* BEGIN *
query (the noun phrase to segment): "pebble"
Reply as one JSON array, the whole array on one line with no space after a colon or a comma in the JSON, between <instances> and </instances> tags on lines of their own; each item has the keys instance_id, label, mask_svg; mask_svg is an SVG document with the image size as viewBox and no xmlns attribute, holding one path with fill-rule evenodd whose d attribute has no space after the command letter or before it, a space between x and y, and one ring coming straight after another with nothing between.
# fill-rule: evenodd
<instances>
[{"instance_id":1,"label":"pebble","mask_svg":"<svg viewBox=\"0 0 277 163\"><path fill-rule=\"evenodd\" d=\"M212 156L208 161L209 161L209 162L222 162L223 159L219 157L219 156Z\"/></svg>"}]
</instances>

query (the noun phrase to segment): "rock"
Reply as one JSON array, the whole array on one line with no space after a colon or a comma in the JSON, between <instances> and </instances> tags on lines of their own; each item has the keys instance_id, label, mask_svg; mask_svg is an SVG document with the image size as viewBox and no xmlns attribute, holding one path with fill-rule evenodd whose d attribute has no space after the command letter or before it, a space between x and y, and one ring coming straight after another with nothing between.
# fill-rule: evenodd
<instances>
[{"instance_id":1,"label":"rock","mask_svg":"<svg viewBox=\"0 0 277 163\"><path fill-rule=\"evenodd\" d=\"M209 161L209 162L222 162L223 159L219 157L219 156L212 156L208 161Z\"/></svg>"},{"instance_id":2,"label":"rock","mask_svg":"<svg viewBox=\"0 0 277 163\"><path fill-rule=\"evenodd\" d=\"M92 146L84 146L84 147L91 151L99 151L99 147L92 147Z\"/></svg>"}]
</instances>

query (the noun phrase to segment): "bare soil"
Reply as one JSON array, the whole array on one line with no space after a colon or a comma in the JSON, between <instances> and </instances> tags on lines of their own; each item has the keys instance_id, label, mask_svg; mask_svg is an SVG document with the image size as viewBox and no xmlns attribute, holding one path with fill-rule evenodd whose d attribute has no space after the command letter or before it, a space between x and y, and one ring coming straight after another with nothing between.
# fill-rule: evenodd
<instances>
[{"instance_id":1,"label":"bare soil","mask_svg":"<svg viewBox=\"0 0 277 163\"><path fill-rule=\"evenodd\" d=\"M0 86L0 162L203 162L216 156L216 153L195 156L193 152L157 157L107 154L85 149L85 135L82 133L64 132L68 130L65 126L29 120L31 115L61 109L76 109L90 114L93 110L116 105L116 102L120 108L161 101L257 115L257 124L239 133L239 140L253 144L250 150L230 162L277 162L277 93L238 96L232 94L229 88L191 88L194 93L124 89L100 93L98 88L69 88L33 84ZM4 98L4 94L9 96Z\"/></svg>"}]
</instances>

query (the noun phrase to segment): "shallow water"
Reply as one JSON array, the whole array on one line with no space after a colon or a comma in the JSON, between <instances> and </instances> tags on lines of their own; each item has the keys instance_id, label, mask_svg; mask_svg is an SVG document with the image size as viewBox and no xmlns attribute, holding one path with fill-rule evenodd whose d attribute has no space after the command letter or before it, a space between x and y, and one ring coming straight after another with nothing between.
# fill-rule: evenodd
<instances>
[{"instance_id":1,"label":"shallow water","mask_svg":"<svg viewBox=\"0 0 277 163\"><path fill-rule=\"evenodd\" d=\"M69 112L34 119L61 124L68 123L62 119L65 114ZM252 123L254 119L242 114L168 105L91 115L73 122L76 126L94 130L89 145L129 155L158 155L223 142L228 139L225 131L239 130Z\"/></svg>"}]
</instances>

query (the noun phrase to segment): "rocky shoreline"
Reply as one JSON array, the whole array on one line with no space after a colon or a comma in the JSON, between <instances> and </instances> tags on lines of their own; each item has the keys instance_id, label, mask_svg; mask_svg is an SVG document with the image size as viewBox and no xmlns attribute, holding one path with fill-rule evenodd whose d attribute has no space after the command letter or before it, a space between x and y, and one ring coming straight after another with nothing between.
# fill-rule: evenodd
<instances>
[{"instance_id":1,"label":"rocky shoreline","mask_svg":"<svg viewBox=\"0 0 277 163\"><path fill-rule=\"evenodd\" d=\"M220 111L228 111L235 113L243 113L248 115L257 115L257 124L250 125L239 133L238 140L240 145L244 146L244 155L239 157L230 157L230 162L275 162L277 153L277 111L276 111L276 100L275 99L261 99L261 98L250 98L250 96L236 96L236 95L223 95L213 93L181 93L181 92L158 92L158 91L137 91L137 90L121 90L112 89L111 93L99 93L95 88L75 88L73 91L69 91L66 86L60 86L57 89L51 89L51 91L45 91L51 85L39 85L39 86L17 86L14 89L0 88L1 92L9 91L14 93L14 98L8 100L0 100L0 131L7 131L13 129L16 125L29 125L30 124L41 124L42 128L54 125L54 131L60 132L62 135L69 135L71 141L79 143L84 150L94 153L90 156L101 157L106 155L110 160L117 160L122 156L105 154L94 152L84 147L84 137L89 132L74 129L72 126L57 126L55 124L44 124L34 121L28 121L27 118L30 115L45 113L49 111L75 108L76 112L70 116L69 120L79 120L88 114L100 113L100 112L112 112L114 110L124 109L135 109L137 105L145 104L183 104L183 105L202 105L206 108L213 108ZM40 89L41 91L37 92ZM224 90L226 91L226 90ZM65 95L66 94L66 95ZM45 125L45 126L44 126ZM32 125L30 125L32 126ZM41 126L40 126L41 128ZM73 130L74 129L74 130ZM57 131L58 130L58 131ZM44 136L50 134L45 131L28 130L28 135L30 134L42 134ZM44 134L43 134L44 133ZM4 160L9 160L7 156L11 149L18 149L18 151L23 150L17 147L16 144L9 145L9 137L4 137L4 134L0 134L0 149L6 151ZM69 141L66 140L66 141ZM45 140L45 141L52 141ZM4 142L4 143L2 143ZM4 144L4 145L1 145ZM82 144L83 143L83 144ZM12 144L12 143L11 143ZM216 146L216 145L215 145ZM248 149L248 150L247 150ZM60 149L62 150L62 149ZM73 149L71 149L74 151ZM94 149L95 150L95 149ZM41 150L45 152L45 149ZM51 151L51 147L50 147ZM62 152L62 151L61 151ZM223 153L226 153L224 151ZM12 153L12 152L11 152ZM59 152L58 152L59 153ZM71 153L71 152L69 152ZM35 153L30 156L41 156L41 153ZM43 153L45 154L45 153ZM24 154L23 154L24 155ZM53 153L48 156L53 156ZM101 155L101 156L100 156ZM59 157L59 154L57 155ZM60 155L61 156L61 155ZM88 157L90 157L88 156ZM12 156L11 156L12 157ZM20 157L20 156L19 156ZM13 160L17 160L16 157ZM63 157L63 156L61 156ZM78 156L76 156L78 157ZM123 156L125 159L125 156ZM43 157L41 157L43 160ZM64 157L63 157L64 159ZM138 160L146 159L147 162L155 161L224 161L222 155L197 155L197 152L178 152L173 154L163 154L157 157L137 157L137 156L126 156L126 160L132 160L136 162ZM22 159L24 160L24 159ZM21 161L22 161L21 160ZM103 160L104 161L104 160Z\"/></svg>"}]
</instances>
* END *
◆ Given instruction ◆
List every line of the entries that contains the string "query", matching case exactly.

◆ Right answer ◆
query (the noun phrase to segment): "pebble"
query (the noun phrase to segment): "rock"
query (the noun phrase to segment): "bare soil"
query (the noun phrase to segment): "shallow water"
query (the noun phrase to segment): "rocky shoreline"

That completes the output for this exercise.